- _Exercise directions_
Copy all of the entries that follow, exactly.

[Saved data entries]
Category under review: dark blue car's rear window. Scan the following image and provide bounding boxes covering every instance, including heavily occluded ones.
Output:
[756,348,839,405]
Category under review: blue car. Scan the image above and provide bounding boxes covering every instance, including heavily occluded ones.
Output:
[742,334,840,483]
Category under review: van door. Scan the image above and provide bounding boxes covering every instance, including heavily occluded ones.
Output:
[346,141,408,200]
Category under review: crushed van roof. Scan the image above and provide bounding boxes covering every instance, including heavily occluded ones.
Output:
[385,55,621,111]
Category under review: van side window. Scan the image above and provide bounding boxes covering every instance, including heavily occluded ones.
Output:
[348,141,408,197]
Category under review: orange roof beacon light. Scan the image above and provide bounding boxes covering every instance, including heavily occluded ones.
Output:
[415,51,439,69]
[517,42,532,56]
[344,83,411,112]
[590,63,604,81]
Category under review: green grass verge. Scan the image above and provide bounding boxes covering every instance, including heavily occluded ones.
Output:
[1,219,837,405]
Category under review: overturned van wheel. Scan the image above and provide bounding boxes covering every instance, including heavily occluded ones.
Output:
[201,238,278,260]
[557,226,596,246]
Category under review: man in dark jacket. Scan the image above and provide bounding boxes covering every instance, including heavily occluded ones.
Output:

- _Result for this task_
Category under review: dark blue car's rear window. Scan the following image and provide bounding boxes covering every instance, including heavily occluded ones.
Output:
[756,348,839,405]
Category under review: blue car. Scan the image above and provide bounding boxes covering every instance, including heavily occluded ones.
Output:
[742,334,840,483]
Category under review: van door. Scan the image above and provide bounding boxes covering every instance, including heavily occluded ones.
Output:
[346,141,408,200]
Category under review: crushed van roof. Scan the image above and provide bounding boxes covering every instance, including heavily occluded ones.
Output:
[385,55,621,111]
Category under review: van side window. Scan the image above and provide bounding boxes covering every instance, including heavily occluded ones.
Output:
[348,141,408,197]
Category under review: orange roof beacon light. Scan the image above and provide bounding boxes covering every instance, including heavily occluded ones.
Output:
[415,51,439,69]
[517,42,532,56]
[344,83,411,112]
[590,63,604,81]
Category under review: green grass verge. Scan the image above and provide bounding boxes covering every instance, including heavily occluded ones.
Output:
[1,219,837,405]
Category under review: overturned van wheel. Scan the image above and provide bounding boxes covering every instance, including heavily occluded ones.
Output:
[201,238,278,260]
[557,226,596,246]
Category under review: man in dark jacket. Scan the image above and provide bounding boxes covering every instance, including heavily occluded ones.
Output:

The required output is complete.